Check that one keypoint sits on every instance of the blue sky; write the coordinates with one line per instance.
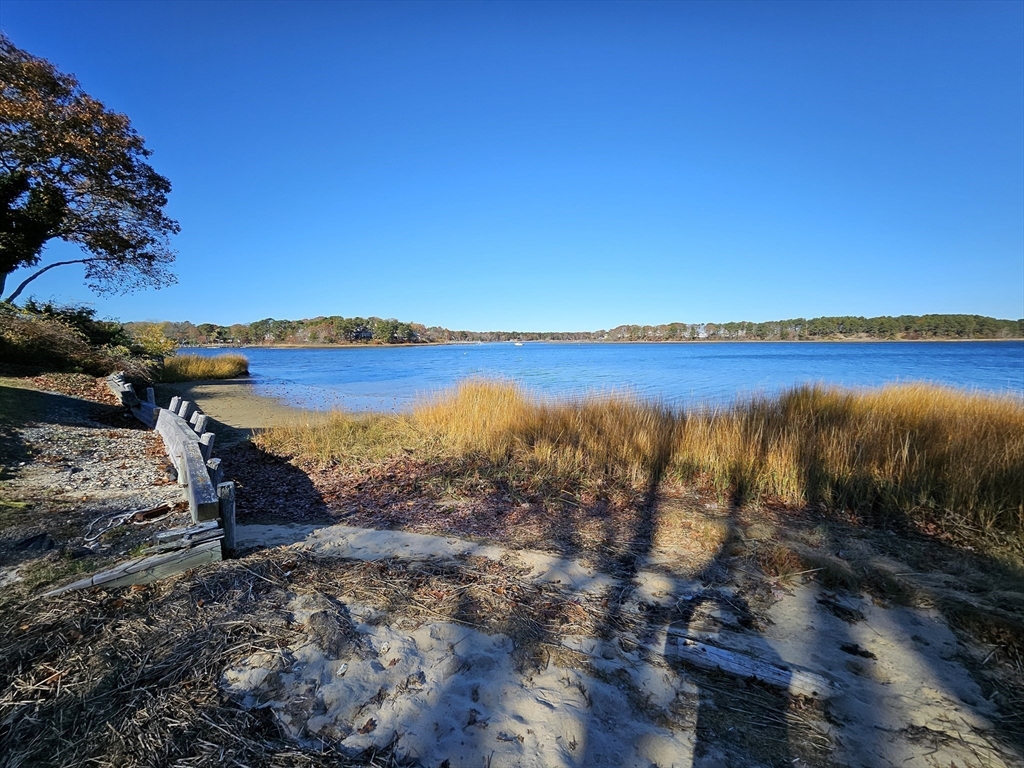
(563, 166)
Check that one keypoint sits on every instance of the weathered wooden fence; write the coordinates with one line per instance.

---

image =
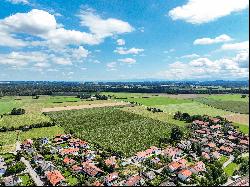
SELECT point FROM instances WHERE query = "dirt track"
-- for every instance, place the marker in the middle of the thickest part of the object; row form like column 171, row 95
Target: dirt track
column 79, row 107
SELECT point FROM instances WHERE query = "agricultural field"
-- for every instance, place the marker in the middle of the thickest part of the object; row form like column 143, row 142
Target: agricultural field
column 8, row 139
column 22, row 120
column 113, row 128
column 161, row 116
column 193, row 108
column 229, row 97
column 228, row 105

---

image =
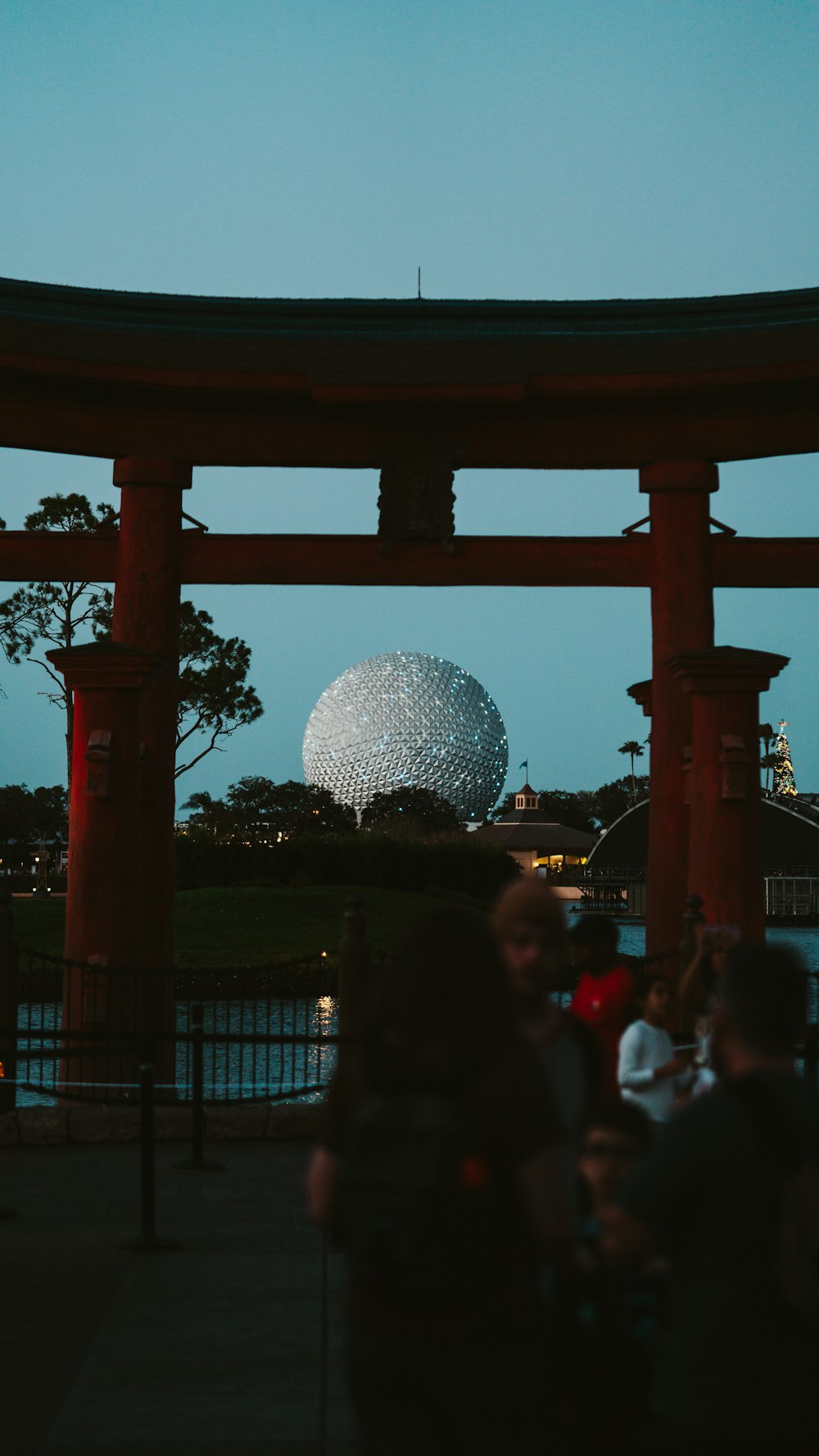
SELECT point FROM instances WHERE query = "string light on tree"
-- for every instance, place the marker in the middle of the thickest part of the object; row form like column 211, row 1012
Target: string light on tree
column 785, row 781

▸ TASK DIRECTIONS: A bare number is the whole answer: the tally of lines in the listing above that include "WHERE".

▸ REPLY TO THE TASK: 3